Problem statement »
Please restate the following records word for word.

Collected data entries
—————

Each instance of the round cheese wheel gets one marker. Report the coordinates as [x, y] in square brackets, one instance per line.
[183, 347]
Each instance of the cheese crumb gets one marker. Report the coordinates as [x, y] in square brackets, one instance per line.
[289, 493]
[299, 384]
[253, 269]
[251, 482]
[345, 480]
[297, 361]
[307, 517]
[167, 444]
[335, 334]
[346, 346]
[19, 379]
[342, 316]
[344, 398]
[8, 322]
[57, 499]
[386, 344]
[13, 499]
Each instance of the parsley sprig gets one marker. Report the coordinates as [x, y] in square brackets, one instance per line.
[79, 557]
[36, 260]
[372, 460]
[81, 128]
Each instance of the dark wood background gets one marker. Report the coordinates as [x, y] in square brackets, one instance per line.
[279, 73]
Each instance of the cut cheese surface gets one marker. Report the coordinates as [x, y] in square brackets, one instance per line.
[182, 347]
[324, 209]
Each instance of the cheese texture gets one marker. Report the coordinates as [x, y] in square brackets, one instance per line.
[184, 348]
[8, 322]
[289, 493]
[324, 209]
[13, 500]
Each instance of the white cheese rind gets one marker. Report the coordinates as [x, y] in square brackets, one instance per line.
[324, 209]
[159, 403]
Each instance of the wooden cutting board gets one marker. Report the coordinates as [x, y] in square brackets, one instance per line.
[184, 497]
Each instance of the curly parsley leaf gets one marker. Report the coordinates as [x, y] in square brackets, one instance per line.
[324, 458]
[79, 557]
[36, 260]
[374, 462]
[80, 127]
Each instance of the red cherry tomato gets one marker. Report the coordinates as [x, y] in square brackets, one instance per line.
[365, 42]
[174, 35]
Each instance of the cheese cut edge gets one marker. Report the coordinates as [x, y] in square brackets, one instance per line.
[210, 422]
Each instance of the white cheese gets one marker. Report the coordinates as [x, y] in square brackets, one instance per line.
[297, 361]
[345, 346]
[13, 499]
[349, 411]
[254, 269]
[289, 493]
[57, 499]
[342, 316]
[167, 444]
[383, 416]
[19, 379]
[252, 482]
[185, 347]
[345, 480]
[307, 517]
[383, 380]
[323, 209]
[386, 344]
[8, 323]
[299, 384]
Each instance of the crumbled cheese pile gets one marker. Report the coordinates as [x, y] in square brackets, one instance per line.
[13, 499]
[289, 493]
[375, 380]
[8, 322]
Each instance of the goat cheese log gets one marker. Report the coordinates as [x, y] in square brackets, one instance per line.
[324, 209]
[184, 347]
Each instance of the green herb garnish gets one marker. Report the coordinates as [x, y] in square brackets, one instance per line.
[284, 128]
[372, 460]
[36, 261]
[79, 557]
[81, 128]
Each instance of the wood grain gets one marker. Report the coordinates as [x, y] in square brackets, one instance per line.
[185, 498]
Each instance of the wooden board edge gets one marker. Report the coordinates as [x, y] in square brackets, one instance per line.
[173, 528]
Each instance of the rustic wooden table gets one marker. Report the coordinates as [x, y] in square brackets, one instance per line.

—————

Solved problem »
Each instance of the round cheese wheel gets one marker. Report the coordinates as [x, y] in square brackets, one instance per line.
[183, 347]
Each instance of the cheese crumb gets one marker. Report the coordinates as [x, y] in square brackets, one instance per line.
[289, 493]
[299, 384]
[253, 269]
[251, 482]
[345, 480]
[297, 361]
[307, 517]
[167, 444]
[335, 334]
[346, 346]
[19, 379]
[342, 316]
[344, 398]
[8, 322]
[57, 499]
[386, 344]
[13, 499]
Each instance of the parsley sprig gets one marker. Report the coordinates as [x, y] in square brackets, one instance per line.
[79, 557]
[36, 260]
[372, 460]
[81, 128]
Each instance of the dark wood background gets one marker. Report the coordinates as [x, y] in square brackets, one instance per line.
[279, 73]
Each instance of the cut cheese surface gets one marker. Report the coordinates as [x, y] in square brackets, one instance per line.
[182, 347]
[324, 209]
Each instance of the cheese texture gets one marker. Report the coordinates as [x, y] in square brackets, one instance per line.
[184, 348]
[8, 322]
[289, 493]
[324, 209]
[13, 500]
Each instance of the white cheese rind gets one marker. Report the coordinates as [x, y] in square brackets, one instance per line.
[324, 209]
[159, 403]
Each instance of the wooden cutting board gets one marker. Report the coordinates as [x, y] in square brackets, one instance per line.
[184, 497]
Each instance of the curly parsley leaf gets one marker. Report the coordinates as [x, y] in square brackets, one instance per line.
[324, 458]
[79, 557]
[36, 260]
[374, 462]
[80, 127]
Each instance of the red cherry tomato gets one marker. Report the coordinates as [x, y] in square brackets, one instance per line.
[365, 42]
[174, 35]
Each instance of the cheese cut edge gets one marker. Report the coordinates as [x, y] in square brackets, one instance per line.
[210, 422]
Each instance of the white cheese gets one marker. Report the coordinates as [x, y] in square brackets, one instance per line.
[297, 361]
[345, 346]
[13, 499]
[349, 411]
[254, 269]
[289, 493]
[57, 499]
[342, 316]
[167, 444]
[383, 416]
[19, 379]
[252, 482]
[185, 347]
[345, 480]
[307, 517]
[383, 380]
[323, 209]
[386, 344]
[8, 323]
[299, 384]
Each instance of the crumbled cheese pile gets one marker. Report the coordinates as [x, y] in square brackets, one instance per line.
[13, 499]
[289, 493]
[375, 380]
[8, 322]
Each instance of the goat cheese log gets one marker. Report the coordinates as [x, y] in square brackets, one instance per line.
[324, 209]
[184, 347]
Each instance of the green herb garnish gets one marker. Report the coordinates as [x, y] in square brackets, one instance per line.
[284, 128]
[372, 460]
[36, 261]
[79, 557]
[81, 128]
Each instance of the wood grain gets one marker. Report the coordinates as [x, y] in square brackets, one instance per line.
[185, 498]
Each instance of the wooden board edge gets one marker. Report the coordinates as [x, y] in square brackets, one instance per line.
[173, 528]
Each instance of the rustic wooden table gets one marker. Report the coordinates as [x, y] in square brackets, one instance per line.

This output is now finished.